Activity ▸ Rewrite all of the entries below with every "positive clicks" switched to "foreground clicks" and nothing else changed. Omit the pictures from your answer.

Dataset records ▸
◇ ◇ ◇ ◇
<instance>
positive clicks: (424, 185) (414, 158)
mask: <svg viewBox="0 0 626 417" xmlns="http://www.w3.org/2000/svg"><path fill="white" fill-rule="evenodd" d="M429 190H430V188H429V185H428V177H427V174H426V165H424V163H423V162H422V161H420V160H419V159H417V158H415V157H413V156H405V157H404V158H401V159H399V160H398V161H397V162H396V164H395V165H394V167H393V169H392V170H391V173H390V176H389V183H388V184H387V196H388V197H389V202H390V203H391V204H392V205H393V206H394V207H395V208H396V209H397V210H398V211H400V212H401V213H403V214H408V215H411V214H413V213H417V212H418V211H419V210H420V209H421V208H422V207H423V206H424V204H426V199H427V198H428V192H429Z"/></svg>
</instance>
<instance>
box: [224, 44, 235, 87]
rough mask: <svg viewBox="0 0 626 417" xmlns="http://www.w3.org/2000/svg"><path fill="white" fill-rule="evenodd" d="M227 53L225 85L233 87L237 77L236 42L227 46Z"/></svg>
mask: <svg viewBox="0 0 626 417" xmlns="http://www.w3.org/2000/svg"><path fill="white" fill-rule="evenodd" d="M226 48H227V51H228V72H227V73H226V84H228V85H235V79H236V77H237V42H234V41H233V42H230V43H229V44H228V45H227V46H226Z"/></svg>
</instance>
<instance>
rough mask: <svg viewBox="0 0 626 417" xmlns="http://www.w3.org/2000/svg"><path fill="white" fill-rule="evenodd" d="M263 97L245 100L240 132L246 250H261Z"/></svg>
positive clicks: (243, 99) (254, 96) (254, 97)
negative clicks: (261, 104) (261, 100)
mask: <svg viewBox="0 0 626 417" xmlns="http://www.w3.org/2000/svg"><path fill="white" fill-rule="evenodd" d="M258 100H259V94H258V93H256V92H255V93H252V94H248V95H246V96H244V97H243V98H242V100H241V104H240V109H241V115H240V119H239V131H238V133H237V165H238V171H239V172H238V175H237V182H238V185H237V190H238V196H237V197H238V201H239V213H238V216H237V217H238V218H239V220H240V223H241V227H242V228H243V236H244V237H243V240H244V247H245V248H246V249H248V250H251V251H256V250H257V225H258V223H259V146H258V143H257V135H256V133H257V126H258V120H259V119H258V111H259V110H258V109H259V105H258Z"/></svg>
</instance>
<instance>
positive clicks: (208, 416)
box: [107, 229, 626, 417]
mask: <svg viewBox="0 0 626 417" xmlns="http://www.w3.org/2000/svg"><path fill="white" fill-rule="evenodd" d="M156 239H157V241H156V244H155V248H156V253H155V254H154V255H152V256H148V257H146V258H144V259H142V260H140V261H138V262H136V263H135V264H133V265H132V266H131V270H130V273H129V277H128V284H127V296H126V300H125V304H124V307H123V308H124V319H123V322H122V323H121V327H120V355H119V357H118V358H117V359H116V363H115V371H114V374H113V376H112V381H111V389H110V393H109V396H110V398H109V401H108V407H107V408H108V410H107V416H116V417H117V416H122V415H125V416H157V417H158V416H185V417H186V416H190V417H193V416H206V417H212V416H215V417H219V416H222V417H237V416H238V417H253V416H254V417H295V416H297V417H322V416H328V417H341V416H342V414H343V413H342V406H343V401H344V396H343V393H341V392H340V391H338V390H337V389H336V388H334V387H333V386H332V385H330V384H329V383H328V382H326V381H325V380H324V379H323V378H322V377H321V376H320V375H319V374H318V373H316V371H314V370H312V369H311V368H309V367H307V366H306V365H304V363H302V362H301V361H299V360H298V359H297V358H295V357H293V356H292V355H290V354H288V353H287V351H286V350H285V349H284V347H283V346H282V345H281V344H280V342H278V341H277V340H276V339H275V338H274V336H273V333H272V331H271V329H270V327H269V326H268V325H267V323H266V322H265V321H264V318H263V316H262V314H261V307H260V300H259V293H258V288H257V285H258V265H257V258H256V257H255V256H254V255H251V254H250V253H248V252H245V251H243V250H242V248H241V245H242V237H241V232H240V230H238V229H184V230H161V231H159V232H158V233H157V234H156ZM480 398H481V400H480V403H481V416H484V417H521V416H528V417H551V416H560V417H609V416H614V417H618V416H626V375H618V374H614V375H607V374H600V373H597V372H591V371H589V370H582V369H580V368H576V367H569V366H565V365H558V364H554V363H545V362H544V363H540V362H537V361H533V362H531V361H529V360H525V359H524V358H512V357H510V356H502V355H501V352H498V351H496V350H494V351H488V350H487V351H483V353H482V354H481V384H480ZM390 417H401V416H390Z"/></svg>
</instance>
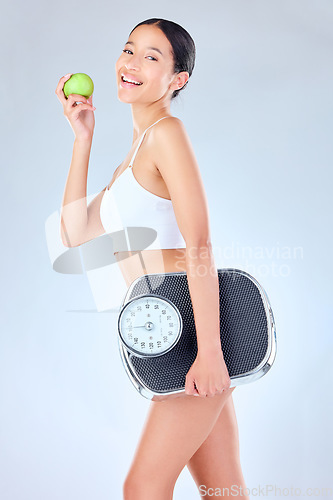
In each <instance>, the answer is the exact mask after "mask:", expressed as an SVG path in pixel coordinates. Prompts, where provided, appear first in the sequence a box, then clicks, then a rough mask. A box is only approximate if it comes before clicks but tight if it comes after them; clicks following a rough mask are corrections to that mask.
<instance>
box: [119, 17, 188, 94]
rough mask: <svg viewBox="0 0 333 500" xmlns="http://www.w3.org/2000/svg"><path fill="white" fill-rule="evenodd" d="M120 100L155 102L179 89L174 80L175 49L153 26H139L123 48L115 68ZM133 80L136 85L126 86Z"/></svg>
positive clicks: (163, 36) (160, 33) (129, 37)
mask: <svg viewBox="0 0 333 500" xmlns="http://www.w3.org/2000/svg"><path fill="white" fill-rule="evenodd" d="M115 70H116V77H117V88H118V98H119V100H120V101H122V102H127V103H135V102H140V103H144V102H147V103H149V102H155V101H157V100H158V99H161V98H162V99H163V98H166V97H168V96H169V98H170V99H171V95H172V92H173V91H174V90H176V89H177V88H178V86H177V85H173V87H172V89H171V83H174V82H173V79H174V78H175V74H174V72H173V70H174V60H173V55H172V47H171V44H170V42H169V40H168V39H167V37H166V36H165V35H164V33H163V31H161V30H160V29H159V28H157V27H156V26H153V25H141V26H138V27H137V28H136V29H135V30H134V31H133V32H132V33H131V35H130V37H129V38H128V40H127V43H126V44H125V45H124V49H123V52H122V54H121V55H120V57H119V59H118V60H117V62H116V65H115ZM123 77H124V78H125V79H127V80H132V81H135V82H138V84H136V83H126V82H124V81H123Z"/></svg>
◇ ◇ ◇ ◇
Expected output ▸
<instance>
foreground clicks: (424, 185) (414, 158)
mask: <svg viewBox="0 0 626 417" xmlns="http://www.w3.org/2000/svg"><path fill="white" fill-rule="evenodd" d="M429 190H430V188H429V185H428V177H427V174H426V165H424V163H423V162H422V161H420V160H419V159H417V158H415V157H413V156H405V157H404V158H401V159H399V160H398V161H397V162H396V164H395V165H394V167H393V169H392V170H391V173H390V176H389V183H388V184H387V196H388V197H389V202H390V203H391V204H392V205H393V206H394V207H395V208H396V209H397V210H398V211H400V212H401V213H403V214H408V215H411V214H413V213H417V212H418V211H419V210H420V209H421V208H422V207H423V206H424V204H426V199H427V198H428V192H429Z"/></svg>
</instance>
<instance>
box: [224, 44, 235, 87]
rough mask: <svg viewBox="0 0 626 417" xmlns="http://www.w3.org/2000/svg"><path fill="white" fill-rule="evenodd" d="M227 53L225 85L233 87L237 77L236 42L227 46Z"/></svg>
mask: <svg viewBox="0 0 626 417" xmlns="http://www.w3.org/2000/svg"><path fill="white" fill-rule="evenodd" d="M226 48H227V51H228V72H227V73H226V84H228V85H235V79H236V77H237V42H234V41H233V42H230V43H229V44H228V45H227V46H226Z"/></svg>
</instance>
<instance>
rough mask: <svg viewBox="0 0 626 417" xmlns="http://www.w3.org/2000/svg"><path fill="white" fill-rule="evenodd" d="M263 97L245 100L240 132L246 250H261Z"/></svg>
foreground clicks: (243, 99) (254, 96) (254, 97)
negative clicks: (261, 104) (261, 100)
mask: <svg viewBox="0 0 626 417" xmlns="http://www.w3.org/2000/svg"><path fill="white" fill-rule="evenodd" d="M258 100H259V94H258V93H256V92H255V93H252V94H248V95H246V96H244V97H243V98H242V100H241V104H240V109H241V115H240V119H239V131H238V133H237V165H238V171H239V172H238V175H237V182H238V185H237V190H238V196H237V197H238V201H239V213H238V216H237V217H238V218H239V220H240V223H241V227H242V228H243V236H244V237H243V240H244V247H245V248H246V249H248V250H251V251H256V250H257V225H258V223H259V146H258V143H257V135H256V133H257V126H258V120H259V119H258V111H259V110H258V109H259V105H258Z"/></svg>
</instance>
<instance>
foreground clicks: (208, 416)
box: [107, 229, 626, 417]
mask: <svg viewBox="0 0 626 417" xmlns="http://www.w3.org/2000/svg"><path fill="white" fill-rule="evenodd" d="M156 239H157V241H156V244H155V248H156V253H155V254H154V255H152V256H148V257H146V258H144V259H142V260H140V261H138V262H136V263H135V264H133V265H132V266H131V270H130V273H129V277H128V284H127V296H126V300H125V304H124V307H123V308H124V319H123V322H122V323H121V327H120V355H119V357H118V358H117V359H116V363H115V371H114V374H113V376H112V381H111V389H110V393H109V396H110V398H109V401H108V407H107V408H108V410H107V416H116V417H117V416H122V415H125V416H157V417H158V416H185V417H186V416H190V417H193V416H206V417H212V416H215V417H219V416H222V417H237V416H238V417H253V416H254V417H295V416H297V417H322V416H328V417H341V416H342V414H343V413H342V406H343V401H344V396H343V393H341V392H340V391H338V390H337V389H336V388H334V387H333V386H332V385H330V384H329V383H328V382H326V381H325V380H324V379H323V378H322V377H321V376H320V375H319V374H318V373H316V371H314V370H312V369H311V368H309V367H307V366H306V365H304V363H302V362H301V361H299V360H298V359H297V358H295V357H293V356H292V355H290V354H288V353H287V351H286V350H285V349H284V347H283V346H282V345H281V344H280V342H278V341H277V340H276V339H275V338H274V336H273V333H272V331H271V329H270V327H269V326H268V325H267V323H266V322H265V321H264V318H263V316H262V314H261V307H260V300H259V293H258V288H257V285H258V265H257V258H256V257H255V256H254V255H251V254H250V253H248V252H245V251H243V250H242V248H241V245H242V237H241V232H240V230H238V229H184V230H161V231H159V232H158V233H157V234H156ZM480 398H481V400H480V403H481V416H484V417H521V416H528V417H551V416H560V417H609V416H614V417H618V416H626V375H618V374H614V375H607V374H600V373H597V372H591V371H589V370H582V369H580V368H576V367H569V366H565V365H558V364H554V363H545V362H544V363H540V362H537V361H533V362H531V361H529V360H525V359H524V358H512V357H510V356H502V355H501V352H498V351H496V350H494V351H488V350H487V351H483V353H482V354H481V384H480ZM390 417H401V416H390Z"/></svg>
</instance>
In each <instance>, the answer is the exact mask after "mask:", expressed as an SVG path in pixel coordinates. Prompts, where provided, appear first in the sequence a box, then clicks, then a rough mask. A box is only approximate if it comes before clicks but tight if it comes after them; clicks following a rough mask are corrections to that mask.
<instance>
box: [119, 17, 188, 94]
rough mask: <svg viewBox="0 0 333 500" xmlns="http://www.w3.org/2000/svg"><path fill="white" fill-rule="evenodd" d="M120 100L155 102L179 89L174 80L175 49L153 26H139L123 48L115 68ZM133 80L136 85L126 86Z"/></svg>
foreground clicks: (163, 36) (160, 33) (129, 37)
mask: <svg viewBox="0 0 333 500" xmlns="http://www.w3.org/2000/svg"><path fill="white" fill-rule="evenodd" d="M115 70H116V77H117V88H118V98H119V100H120V101H122V102H127V103H135V102H140V103H144V102H147V103H149V102H155V101H157V100H158V99H161V98H162V99H163V98H166V97H168V96H169V98H170V99H171V95H172V92H173V91H174V90H176V89H177V88H178V86H177V85H173V87H172V89H171V83H174V82H173V79H174V78H175V74H174V72H173V70H174V60H173V55H172V47H171V44H170V42H169V40H168V39H167V37H166V36H165V35H164V33H163V31H161V30H160V29H159V28H157V27H156V26H153V25H141V26H138V27H137V28H136V29H135V30H134V31H133V32H132V33H131V35H130V37H129V38H128V40H127V43H126V44H125V45H124V49H123V52H122V54H121V55H120V57H119V59H118V60H117V62H116V65H115ZM123 77H124V78H125V79H127V80H132V81H135V82H138V84H136V83H126V82H124V81H123Z"/></svg>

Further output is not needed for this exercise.